REQUIRED TASK A>
Please copy word for word the part of the passage on ABM contact lists that begins at the words "One method that" and stops after "embarrassing outreach mistakes.".

READING PASSAGE>
Some characteristics that we’ve used are:
If you do this right, this Persona document will give you a tremendous amount of insight into which people will be advocates or blockers within an organization, what each cares about, and how to communicate with the different types of stakeholders that are involved in the purchasing decision of your service. A great list of personas will give you a basis of who to contact first, and how to communicate with each type of stakeholder in the customer journey.
There are many ways to build a list of ABM contacts and the method can vary drastically depending on your price point, the tools at your disposal, and the time that you have to put the list together.
One method that is often used is purchasing a list. Doing this will generate a list of thousands of contacts for you to go after at the push of a button. However, while this method is very fast, it can also be very expensive, costing tens of thousands of dollars to hundreds of thousands of dollars. List data can also often be incomplete or out of date. Some list building companies only refresh their data intermittently, which can lead to out-of-date contacts and, as a result, embarrassing outreach mistakes.
Finding the right resources to build your list is key. At Kalungi, we recommend doing an extensive search on the public and private online databases where you can find the most accurate and updated list of information for your ICP and personas.
To illustrate this better, let’s imagine that your product or service is offered to owners of mobile mechanics businesses. A mobile mechanic is an auto repair technician that can bring their tools and equipment right to you, and the owners manage a business with more than one mechanic.

MATERIAL FOR THIS TASK>

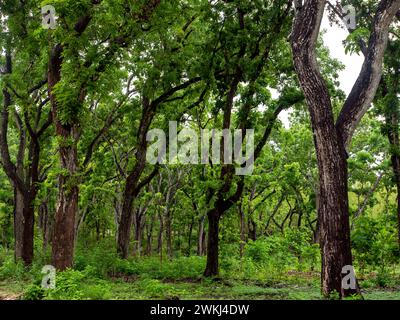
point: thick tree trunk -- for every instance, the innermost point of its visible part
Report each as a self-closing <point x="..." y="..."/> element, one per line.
<point x="23" y="228"/>
<point x="201" y="236"/>
<point x="168" y="232"/>
<point x="212" y="243"/>
<point x="160" y="235"/>
<point x="138" y="228"/>
<point x="242" y="231"/>
<point x="149" y="235"/>
<point x="18" y="224"/>
<point x="333" y="215"/>
<point x="393" y="136"/>
<point x="66" y="211"/>
<point x="124" y="229"/>
<point x="190" y="236"/>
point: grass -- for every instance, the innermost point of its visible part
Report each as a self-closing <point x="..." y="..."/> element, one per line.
<point x="98" y="274"/>
<point x="291" y="286"/>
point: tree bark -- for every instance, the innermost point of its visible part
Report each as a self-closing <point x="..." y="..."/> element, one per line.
<point x="330" y="140"/>
<point x="212" y="266"/>
<point x="201" y="236"/>
<point x="393" y="136"/>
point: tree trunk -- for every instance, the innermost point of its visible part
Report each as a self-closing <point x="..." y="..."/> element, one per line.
<point x="124" y="229"/>
<point x="18" y="224"/>
<point x="23" y="228"/>
<point x="67" y="208"/>
<point x="168" y="232"/>
<point x="242" y="237"/>
<point x="393" y="136"/>
<point x="201" y="236"/>
<point x="190" y="236"/>
<point x="212" y="243"/>
<point x="160" y="233"/>
<point x="149" y="234"/>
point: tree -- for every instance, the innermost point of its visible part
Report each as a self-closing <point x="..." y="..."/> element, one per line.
<point x="332" y="139"/>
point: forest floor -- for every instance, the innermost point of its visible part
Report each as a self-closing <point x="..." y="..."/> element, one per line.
<point x="295" y="286"/>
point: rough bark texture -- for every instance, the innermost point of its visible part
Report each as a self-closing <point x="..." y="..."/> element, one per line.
<point x="212" y="266"/>
<point x="330" y="139"/>
<point x="393" y="136"/>
<point x="67" y="200"/>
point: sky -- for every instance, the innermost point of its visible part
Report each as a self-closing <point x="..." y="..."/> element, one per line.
<point x="333" y="39"/>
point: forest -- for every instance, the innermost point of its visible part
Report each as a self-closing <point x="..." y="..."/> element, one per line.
<point x="198" y="149"/>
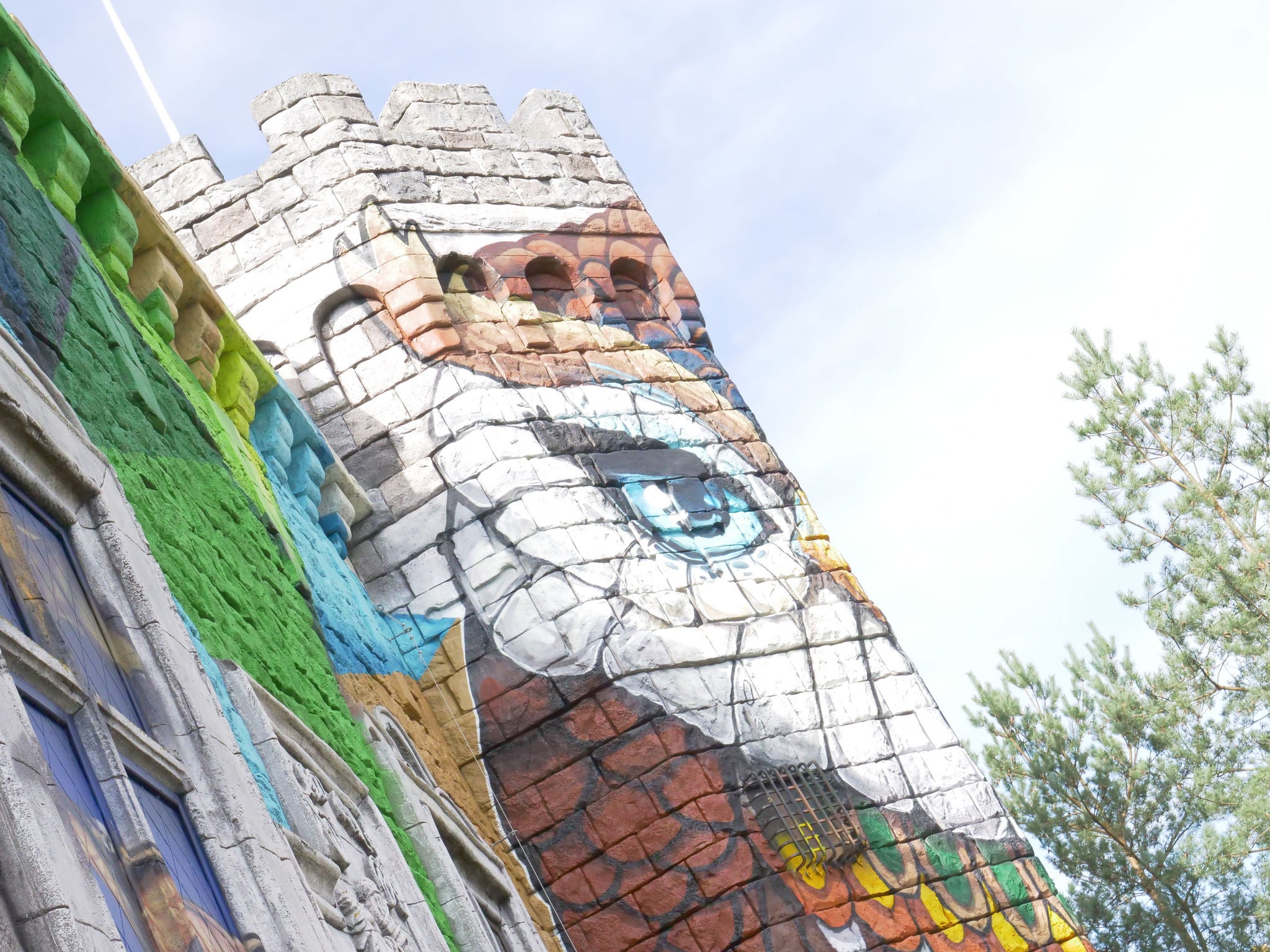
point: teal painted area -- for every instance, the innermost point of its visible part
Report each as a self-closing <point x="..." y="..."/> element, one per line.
<point x="224" y="558"/>
<point x="236" y="724"/>
<point x="360" y="639"/>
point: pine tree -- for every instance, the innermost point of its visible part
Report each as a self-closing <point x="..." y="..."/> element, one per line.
<point x="1150" y="788"/>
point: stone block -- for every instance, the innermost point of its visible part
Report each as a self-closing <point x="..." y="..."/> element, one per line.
<point x="461" y="140"/>
<point x="494" y="191"/>
<point x="316" y="379"/>
<point x="283" y="159"/>
<point x="385" y="369"/>
<point x="351" y="108"/>
<point x="263" y="243"/>
<point x="615" y="196"/>
<point x="303" y="87"/>
<point x="538" y="165"/>
<point x="349" y="350"/>
<point x="111" y="231"/>
<point x="458" y="163"/>
<point x="60" y="163"/>
<point x="291" y="123"/>
<point x="366" y="156"/>
<point x="360" y="191"/>
<point x="352" y="386"/>
<point x="273" y="197"/>
<point x="221" y="266"/>
<point x="322" y="172"/>
<point x="609" y="169"/>
<point x="413" y="157"/>
<point x="17" y="97"/>
<point x="313" y="215"/>
<point x="198" y="342"/>
<point x="225" y="225"/>
<point x="151" y="270"/>
<point x="164" y="162"/>
<point x="229" y="192"/>
<point x="451" y="190"/>
<point x="406" y="187"/>
<point x="390" y="592"/>
<point x="579" y="167"/>
<point x="191" y="179"/>
<point x="329" y="402"/>
<point x="183" y="216"/>
<point x="567" y="193"/>
<point x="375" y="418"/>
<point x="531" y="192"/>
<point x="267" y="104"/>
<point x="375" y="464"/>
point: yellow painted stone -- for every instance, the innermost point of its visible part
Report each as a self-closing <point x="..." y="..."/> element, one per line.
<point x="1008" y="935"/>
<point x="873" y="883"/>
<point x="1059" y="926"/>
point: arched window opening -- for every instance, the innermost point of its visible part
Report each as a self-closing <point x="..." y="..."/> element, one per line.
<point x="456" y="855"/>
<point x="351" y="327"/>
<point x="466" y="283"/>
<point x="550" y="284"/>
<point x="633" y="288"/>
<point x="401" y="742"/>
<point x="460" y="275"/>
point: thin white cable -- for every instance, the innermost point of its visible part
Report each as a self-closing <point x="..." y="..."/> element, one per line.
<point x="169" y="126"/>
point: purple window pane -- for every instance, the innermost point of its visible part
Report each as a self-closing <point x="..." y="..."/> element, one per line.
<point x="9" y="607"/>
<point x="59" y="583"/>
<point x="82" y="811"/>
<point x="187" y="863"/>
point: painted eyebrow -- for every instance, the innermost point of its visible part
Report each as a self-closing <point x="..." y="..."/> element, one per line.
<point x="658" y="464"/>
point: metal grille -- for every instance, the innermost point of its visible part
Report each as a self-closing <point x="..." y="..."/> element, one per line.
<point x="803" y="818"/>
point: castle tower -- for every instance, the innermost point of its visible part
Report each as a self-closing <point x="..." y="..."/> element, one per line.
<point x="658" y="683"/>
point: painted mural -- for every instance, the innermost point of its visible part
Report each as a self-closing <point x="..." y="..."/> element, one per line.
<point x="587" y="588"/>
<point x="654" y="615"/>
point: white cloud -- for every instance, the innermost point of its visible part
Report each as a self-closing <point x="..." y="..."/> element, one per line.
<point x="893" y="215"/>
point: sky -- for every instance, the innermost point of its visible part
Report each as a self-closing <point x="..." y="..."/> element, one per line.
<point x="893" y="216"/>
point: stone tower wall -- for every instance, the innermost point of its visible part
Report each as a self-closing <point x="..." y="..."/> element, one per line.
<point x="642" y="611"/>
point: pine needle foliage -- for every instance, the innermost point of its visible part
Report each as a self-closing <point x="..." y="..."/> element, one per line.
<point x="1152" y="788"/>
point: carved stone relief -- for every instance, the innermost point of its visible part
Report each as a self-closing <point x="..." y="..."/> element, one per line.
<point x="356" y="874"/>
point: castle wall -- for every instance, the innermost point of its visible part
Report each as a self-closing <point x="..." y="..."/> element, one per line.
<point x="646" y="621"/>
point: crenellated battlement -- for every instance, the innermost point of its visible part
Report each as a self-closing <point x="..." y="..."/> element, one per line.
<point x="433" y="143"/>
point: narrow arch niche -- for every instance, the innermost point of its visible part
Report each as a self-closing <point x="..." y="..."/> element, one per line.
<point x="468" y="284"/>
<point x="633" y="288"/>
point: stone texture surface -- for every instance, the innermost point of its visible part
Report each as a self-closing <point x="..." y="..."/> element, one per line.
<point x="648" y="610"/>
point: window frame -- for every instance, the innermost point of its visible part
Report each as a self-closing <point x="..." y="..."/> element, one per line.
<point x="48" y="461"/>
<point x="32" y="626"/>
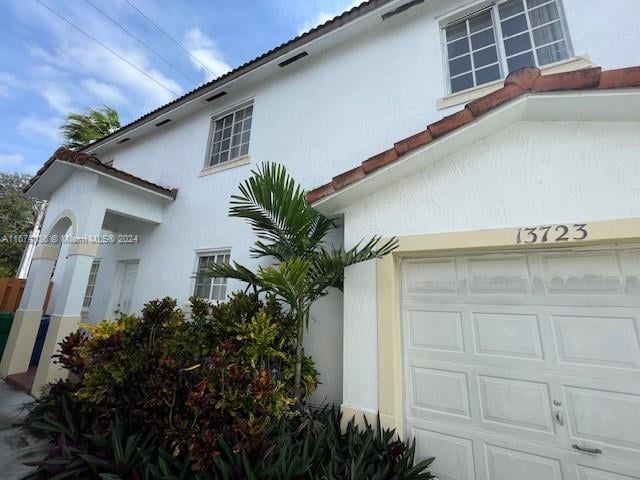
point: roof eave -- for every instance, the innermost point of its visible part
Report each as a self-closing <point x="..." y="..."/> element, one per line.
<point x="273" y="56"/>
<point x="579" y="105"/>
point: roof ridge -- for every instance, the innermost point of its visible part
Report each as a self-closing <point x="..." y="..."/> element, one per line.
<point x="92" y="162"/>
<point x="524" y="81"/>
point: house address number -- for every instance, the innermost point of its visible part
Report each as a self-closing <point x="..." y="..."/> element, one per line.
<point x="553" y="233"/>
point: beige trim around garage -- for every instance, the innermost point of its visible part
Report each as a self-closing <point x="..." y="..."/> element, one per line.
<point x="390" y="376"/>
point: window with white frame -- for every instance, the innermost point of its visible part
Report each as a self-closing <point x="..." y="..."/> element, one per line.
<point x="211" y="288"/>
<point x="91" y="284"/>
<point x="230" y="136"/>
<point x="503" y="38"/>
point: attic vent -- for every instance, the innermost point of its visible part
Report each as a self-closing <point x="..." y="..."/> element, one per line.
<point x="295" y="58"/>
<point x="214" y="97"/>
<point x="402" y="8"/>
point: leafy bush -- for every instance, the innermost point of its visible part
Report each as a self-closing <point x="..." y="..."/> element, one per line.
<point x="225" y="374"/>
<point x="160" y="397"/>
<point x="312" y="447"/>
<point x="309" y="446"/>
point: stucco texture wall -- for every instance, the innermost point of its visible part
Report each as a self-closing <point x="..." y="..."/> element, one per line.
<point x="528" y="174"/>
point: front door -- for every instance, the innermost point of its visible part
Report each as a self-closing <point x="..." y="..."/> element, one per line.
<point x="128" y="273"/>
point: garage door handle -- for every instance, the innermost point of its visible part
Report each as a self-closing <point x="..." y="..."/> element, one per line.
<point x="559" y="418"/>
<point x="592" y="451"/>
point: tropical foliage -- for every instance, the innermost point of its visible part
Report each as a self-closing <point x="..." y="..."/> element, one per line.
<point x="293" y="237"/>
<point x="161" y="397"/>
<point x="225" y="373"/>
<point x="309" y="446"/>
<point x="83" y="128"/>
<point x="17" y="215"/>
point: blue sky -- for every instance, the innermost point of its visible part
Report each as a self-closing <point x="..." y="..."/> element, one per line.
<point x="47" y="68"/>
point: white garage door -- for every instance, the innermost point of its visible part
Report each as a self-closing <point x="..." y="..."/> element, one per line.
<point x="525" y="366"/>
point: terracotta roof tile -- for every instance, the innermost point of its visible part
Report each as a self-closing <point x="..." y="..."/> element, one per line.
<point x="348" y="177"/>
<point x="516" y="84"/>
<point x="482" y="105"/>
<point x="576" y="80"/>
<point x="449" y="123"/>
<point x="412" y="142"/>
<point x="622" y="77"/>
<point x="318" y="193"/>
<point x="380" y="160"/>
<point x="92" y="162"/>
<point x="523" y="78"/>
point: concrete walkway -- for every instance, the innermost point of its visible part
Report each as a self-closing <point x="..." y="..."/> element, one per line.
<point x="16" y="445"/>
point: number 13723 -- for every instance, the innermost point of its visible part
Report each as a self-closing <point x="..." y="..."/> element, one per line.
<point x="553" y="233"/>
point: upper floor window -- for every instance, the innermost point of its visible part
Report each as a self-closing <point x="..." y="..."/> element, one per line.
<point x="91" y="284"/>
<point x="230" y="136"/>
<point x="211" y="288"/>
<point x="503" y="38"/>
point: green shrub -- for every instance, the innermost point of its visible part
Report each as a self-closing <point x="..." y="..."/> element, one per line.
<point x="225" y="374"/>
<point x="309" y="446"/>
<point x="312" y="447"/>
<point x="161" y="397"/>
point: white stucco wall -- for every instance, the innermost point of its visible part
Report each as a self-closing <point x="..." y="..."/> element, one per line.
<point x="321" y="116"/>
<point x="531" y="173"/>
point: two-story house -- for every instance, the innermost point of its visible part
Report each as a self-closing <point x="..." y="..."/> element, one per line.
<point x="503" y="334"/>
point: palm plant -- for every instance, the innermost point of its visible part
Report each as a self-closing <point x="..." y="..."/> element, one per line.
<point x="82" y="129"/>
<point x="293" y="235"/>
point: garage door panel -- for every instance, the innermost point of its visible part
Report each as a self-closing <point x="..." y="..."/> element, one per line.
<point x="598" y="340"/>
<point x="604" y="417"/>
<point x="516" y="403"/>
<point x="435" y="330"/>
<point x="519" y="355"/>
<point x="507" y="335"/>
<point x="454" y="454"/>
<point x="586" y="473"/>
<point x="508" y="464"/>
<point x="583" y="273"/>
<point x="430" y="277"/>
<point x="441" y="391"/>
<point x="498" y="274"/>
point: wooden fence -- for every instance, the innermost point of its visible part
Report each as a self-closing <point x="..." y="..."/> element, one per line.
<point x="11" y="292"/>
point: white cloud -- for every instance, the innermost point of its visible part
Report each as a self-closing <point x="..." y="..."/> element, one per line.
<point x="68" y="57"/>
<point x="205" y="50"/>
<point x="15" y="162"/>
<point x="8" y="82"/>
<point x="57" y="98"/>
<point x="324" y="16"/>
<point x="48" y="128"/>
<point x="11" y="161"/>
<point x="104" y="92"/>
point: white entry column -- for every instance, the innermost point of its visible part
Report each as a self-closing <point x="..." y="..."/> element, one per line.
<point x="67" y="306"/>
<point x="26" y="322"/>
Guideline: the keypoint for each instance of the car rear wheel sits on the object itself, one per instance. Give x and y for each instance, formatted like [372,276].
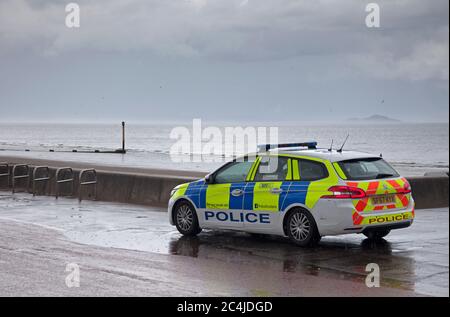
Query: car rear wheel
[186,219]
[376,234]
[302,229]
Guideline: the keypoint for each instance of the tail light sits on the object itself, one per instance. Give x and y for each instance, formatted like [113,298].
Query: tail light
[405,190]
[345,192]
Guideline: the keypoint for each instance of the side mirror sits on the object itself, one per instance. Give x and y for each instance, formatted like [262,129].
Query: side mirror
[209,179]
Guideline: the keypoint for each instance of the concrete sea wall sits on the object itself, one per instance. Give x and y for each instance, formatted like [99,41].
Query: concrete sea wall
[151,188]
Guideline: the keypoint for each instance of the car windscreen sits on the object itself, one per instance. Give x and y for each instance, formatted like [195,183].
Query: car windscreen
[367,168]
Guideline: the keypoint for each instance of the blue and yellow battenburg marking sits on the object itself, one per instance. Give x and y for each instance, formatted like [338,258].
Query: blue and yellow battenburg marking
[256,196]
[216,199]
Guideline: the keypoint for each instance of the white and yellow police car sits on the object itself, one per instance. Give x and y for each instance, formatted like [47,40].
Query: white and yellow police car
[299,191]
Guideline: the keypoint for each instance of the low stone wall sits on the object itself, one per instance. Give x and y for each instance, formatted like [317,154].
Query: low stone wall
[154,190]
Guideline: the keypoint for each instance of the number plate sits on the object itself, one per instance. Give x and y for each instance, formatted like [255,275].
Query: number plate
[383,200]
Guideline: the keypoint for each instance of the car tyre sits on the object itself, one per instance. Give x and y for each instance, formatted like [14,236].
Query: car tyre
[185,218]
[376,234]
[302,229]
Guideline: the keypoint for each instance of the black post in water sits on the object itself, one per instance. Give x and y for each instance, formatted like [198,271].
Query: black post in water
[123,136]
[122,150]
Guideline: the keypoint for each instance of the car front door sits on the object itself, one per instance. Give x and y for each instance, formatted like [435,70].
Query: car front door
[265,193]
[224,196]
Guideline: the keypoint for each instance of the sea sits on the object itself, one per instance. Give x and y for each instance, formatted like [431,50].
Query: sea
[412,148]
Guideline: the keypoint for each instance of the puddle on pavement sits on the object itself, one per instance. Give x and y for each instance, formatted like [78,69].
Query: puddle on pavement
[147,229]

REQUIRED TASK B>
List each line of the records that contains the string "painted". Uppercase and lowercase count as different letters.

TASK OUTPUT A>
One method that is often used is purchasing a list. Doing this will generate a list of thousands of contacts for you to go after at the push of a button. However, while this method is very fast, it can also be very expensive, costing tens of thousands of dollars to hundreds of thousands of dollars. List data can also often be incomplete or out of date. Some list building companies only refresh their data intermittently, which can lead to out-of-date contacts and, as a result, embarrassing outreach mistakes.

TASK OUTPUT B>
point: teal painted area -- for every instance, the innermost point of its visible part
point: yellow painted stone -- for every instance, the innermost point of its visible part
point: painted eyebrow -- for every instance, the innermost point of its visible part
point: painted mural -- for every instance, the innermost point of its visible part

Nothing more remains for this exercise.